This time Darius had picked his ground well. There were few hills. Alexander could use neither river nor sea to protect his flanks. Darius’s subjects had cleared the plain for the easy onslaught of his scythed chariots. Traps and spikes had been hidden where it was most likely Alexander would ride in. Had the Macedonians, the king thought, ever encountered elephants in battle?

The only worry? Long gone were most of his Greek mercenary hoplites, who had fought so well in the two prior pitched battles against Alexander. The original phalanx of hired Hellenic killers had been surrounded, and exterminated or captured at Granicus. Their replacements—more than 20,000 strong—were destroyed or scattered at Issus. Nowhere in Persia were there any such comparable infantrymen left who welcomed shock battle, men who could stand up to Alexander’s pikemen—surely neither the old Immortals of Persian legend nor the gaudy “Apple Bearers” with their famed sphere-butted spears. King Darius had only 2,000 Greek hoplites remaining, and thus no men in an empire of 70 million who were willing to charge the wall of Macedonian pikes. Alexander won at Gaugamela and elsewhere in Asia for the same reasons Greek infantry won overseas: theirs was a culture of face-to-face battle of rank-and-file columns, not a contest of mobility, numerical superiority, or ambush. It was no accident that Alexander’s veterans aimed their pikes and swords at the faces of the aristocratic mounted Persian elite, lords who had no experience with an enemy who sought to crash into them, push them down, and spear or slice them to pieces.

Could not Darius’s legendary scythed chariots—more than two hundred were assembled on the battlefield—mow down the clumsy phalanx if they could burst out unexpectedly from his line, race over the flat ground, and trap the phalangites before they were mobile? Could not elephants —he had obtained fifteen from India—also be useful if the Indians could bring them up safely through his lines and lead them head-on against Alexander’s Companions? Darius knew he had no real quality heavy infantry, but thousands of cavalrymen to surfeit, and so he determined that Gaugamela would be a vast war of horses, the greatest cavalry battle in Asia since the legendary battle of Kadesh between Egyptians and Hittites nearly a millennium earlier. Darius may have had nearly 50,000 mounted troops against fewer than 8,000 cavalry of Alexander. If the king could sweep the flanks of the Macedonian army, send his prized Bactrians and Scythian cataphracts around the enemy right, and simultaneously his trusted Mazaeus behind their left, then Alexander’s terrible phalanx would be not so terrible after all—surprised from the rear by mounted killers who could race around and cut the clumsy pikemen from behind. At Gaugamela, for the first time in the war for the Persian Empire, there were fearsome veterans from the steppes of the Eastern empire, men Alexander himself had never encountered before in the western satrapies, men of the caliber that could outflank and herd the Macedonians onto Darius’s massive advancing Persian center.

SET TASK 1
In the account of Darius at Gaugamela, how many elephants had he obtained from India?
SET TASK 2
Say whether each statement agrees with the account of Darius at Gaugamela, and quote the words that decide it.
(a) Darius assembled more than two hundred scythed chariots on the battlefield.
(b) Darius still had about 20,000 Greek hoplites at Gaugamela.
(c) The original phalanx of hired Greek soldiers escaped Granicus intact.
SET TASK 3
Carry on the account of Darius's plans at Gaugamela, beginning after its final sentence.

EXCERPTED RECORDS
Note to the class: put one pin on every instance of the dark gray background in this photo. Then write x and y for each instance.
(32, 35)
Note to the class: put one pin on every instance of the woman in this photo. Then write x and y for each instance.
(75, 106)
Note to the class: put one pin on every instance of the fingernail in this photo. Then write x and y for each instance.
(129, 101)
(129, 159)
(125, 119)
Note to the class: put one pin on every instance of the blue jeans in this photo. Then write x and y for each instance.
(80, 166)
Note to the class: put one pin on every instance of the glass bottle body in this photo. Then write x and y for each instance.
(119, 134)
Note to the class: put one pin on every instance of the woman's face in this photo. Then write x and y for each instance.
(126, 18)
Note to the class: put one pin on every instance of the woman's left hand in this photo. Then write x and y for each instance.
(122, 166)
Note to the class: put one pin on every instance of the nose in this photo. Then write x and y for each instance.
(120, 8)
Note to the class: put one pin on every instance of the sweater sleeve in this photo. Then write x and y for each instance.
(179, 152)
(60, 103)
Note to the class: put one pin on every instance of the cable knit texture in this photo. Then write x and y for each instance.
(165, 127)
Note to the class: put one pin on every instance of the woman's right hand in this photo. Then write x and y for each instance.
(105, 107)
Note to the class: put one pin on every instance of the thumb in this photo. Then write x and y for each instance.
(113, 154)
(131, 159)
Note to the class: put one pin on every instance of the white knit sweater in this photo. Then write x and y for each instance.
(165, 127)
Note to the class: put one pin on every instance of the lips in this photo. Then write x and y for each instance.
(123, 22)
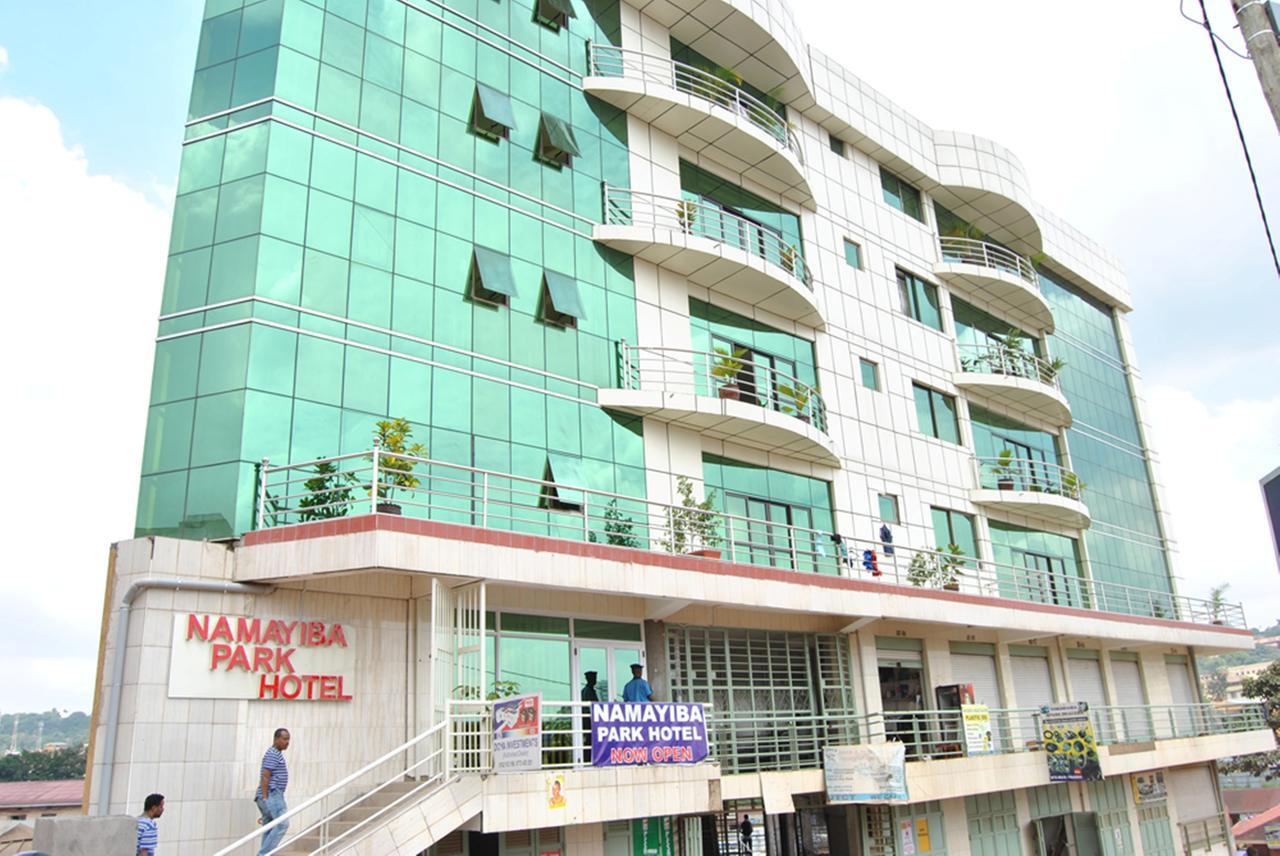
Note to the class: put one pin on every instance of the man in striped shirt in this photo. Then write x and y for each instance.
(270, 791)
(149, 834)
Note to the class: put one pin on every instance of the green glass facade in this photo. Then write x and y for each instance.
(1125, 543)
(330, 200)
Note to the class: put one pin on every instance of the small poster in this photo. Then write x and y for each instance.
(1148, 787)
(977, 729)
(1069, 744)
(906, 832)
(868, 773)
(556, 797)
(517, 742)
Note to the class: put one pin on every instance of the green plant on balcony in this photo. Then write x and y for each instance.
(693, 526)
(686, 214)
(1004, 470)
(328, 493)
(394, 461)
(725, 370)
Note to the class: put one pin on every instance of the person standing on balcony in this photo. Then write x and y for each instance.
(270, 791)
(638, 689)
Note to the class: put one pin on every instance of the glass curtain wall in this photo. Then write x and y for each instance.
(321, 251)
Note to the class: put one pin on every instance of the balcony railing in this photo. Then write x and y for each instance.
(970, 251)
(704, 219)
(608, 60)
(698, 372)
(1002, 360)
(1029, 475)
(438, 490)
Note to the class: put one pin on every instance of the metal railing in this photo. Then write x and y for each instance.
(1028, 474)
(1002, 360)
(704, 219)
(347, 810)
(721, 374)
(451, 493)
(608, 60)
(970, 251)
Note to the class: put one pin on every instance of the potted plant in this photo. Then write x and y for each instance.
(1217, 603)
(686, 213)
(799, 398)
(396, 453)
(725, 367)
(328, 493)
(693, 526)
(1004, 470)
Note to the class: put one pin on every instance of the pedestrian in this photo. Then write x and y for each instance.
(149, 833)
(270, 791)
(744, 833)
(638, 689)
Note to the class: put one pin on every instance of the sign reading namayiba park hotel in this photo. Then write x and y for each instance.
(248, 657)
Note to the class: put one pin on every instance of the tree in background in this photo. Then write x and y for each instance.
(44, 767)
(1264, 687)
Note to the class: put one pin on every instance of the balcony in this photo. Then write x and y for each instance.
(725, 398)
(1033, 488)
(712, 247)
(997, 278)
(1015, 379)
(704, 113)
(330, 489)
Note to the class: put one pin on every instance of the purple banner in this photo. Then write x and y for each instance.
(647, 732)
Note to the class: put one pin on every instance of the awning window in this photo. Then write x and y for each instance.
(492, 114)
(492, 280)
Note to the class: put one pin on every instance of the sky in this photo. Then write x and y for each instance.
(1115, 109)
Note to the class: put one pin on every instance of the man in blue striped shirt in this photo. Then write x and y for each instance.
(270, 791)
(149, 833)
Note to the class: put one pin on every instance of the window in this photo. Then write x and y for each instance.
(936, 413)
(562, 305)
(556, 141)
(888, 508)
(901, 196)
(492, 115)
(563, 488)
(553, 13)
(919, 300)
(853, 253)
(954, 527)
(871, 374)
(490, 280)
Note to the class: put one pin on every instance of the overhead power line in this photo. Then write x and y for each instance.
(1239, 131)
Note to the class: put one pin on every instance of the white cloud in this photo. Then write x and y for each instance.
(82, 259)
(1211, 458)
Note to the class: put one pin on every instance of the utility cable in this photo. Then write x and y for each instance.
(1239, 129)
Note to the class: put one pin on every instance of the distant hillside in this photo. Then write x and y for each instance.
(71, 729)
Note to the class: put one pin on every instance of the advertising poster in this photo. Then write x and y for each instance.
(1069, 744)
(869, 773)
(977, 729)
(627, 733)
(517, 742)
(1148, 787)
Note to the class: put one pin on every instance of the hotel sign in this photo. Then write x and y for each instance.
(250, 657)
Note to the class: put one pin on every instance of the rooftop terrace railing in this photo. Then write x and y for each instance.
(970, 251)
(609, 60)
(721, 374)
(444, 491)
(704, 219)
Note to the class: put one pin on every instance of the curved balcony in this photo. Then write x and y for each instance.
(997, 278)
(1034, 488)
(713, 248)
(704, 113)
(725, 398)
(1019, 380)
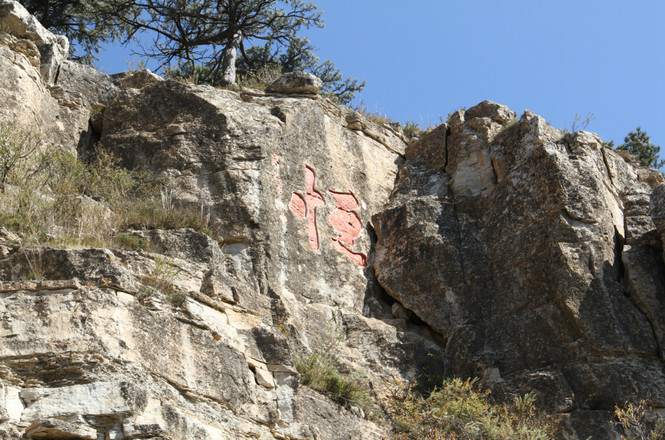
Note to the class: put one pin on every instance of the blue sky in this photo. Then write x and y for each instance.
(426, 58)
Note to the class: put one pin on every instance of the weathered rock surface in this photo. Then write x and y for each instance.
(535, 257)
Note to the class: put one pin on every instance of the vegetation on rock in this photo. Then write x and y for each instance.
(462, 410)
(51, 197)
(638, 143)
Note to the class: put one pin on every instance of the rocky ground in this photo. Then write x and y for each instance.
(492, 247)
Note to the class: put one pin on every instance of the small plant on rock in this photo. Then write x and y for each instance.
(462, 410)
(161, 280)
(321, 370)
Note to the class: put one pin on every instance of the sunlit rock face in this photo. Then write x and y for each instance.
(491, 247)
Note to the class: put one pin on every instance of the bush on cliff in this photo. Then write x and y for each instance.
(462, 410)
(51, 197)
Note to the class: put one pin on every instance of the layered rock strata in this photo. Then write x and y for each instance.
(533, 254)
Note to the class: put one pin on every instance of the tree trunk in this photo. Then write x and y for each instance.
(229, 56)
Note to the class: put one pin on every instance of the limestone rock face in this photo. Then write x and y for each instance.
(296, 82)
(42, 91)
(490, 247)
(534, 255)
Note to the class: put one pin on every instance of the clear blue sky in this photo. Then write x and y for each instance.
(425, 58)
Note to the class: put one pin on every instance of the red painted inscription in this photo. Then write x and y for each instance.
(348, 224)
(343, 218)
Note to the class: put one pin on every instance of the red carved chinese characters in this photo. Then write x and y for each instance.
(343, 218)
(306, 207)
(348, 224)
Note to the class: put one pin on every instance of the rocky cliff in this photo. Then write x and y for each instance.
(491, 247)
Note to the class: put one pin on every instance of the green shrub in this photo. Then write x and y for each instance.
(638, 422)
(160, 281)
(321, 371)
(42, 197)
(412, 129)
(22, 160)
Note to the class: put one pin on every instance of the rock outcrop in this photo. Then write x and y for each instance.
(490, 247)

RIGHT ANSWER 1
Fifteen.

RIGHT ANSWER 2
(a) Yes: "more than two hundred were assembled on the battlefield"
(b) No: "King Darius had only 2,000 Greek hoplites remaining"
(c) No: "had been surrounded, and exterminated or captured at Granicus"

RIGHT ANSWER 3
The
Empire’s
Last
Battle

On October 1, 331, an aerial view of the battlefield of Gaugamela in the first few minutes would have revealed an enormous three-sided box of embattled Macedonians, as Alexander’s two wings bent backward, in their struggle to keep their encircling enemies to their sides rather than allowing them to their rear. Within the hour, however, Gaugamela was a radically different picture, more a race between desperate horsemen of both sides who had penetrated their respective enemies’ lines. Could Alexander and his Companions ride through the gap and shatter the Persians before the horsemen of Darius burst through a similar rip in his own lines? The answer was clearly yes. In singular fashion, Alexander wished to kill Darius, destroy his army, and annihilate every enemy soldier on the battlefield. He would pursue and slaughter his fleeing enemies unmercifully until they ceased to exist as a military force. For all that, he rode into the Persian mass: to stab the faces of the enemy with pikes, to throw them off their horses bare-handed, to crash their own mounts into the bigger horses of Darius. For all that and more, the dutiful Companions followed their king into the horde of enemy horsemen.

In contrast, the Persians and Indians who breached the Macedonian line headed directly for the cache of booty, more intent on the king’s adulation in freeing the Achaemenid royal prisoners than on the hard work of finishing off Parmenio. Alexander in a sea of Persians went about slaughtering an army, while amid Macedonians the Persians butchered camp followers. To Persian horsemen of the plains, loot, the rare chance to kill the unarmed, the frenzy of riding and raiding among tents and wagons, were the stuff of nomadic warfare: better to get your hands on plunder than lose it to some rival band of rapacious interlopers. To Macedonians and Greeks, however, charging, killing, and still more killing face-to-face were the essence of three centuries of the Western way of war.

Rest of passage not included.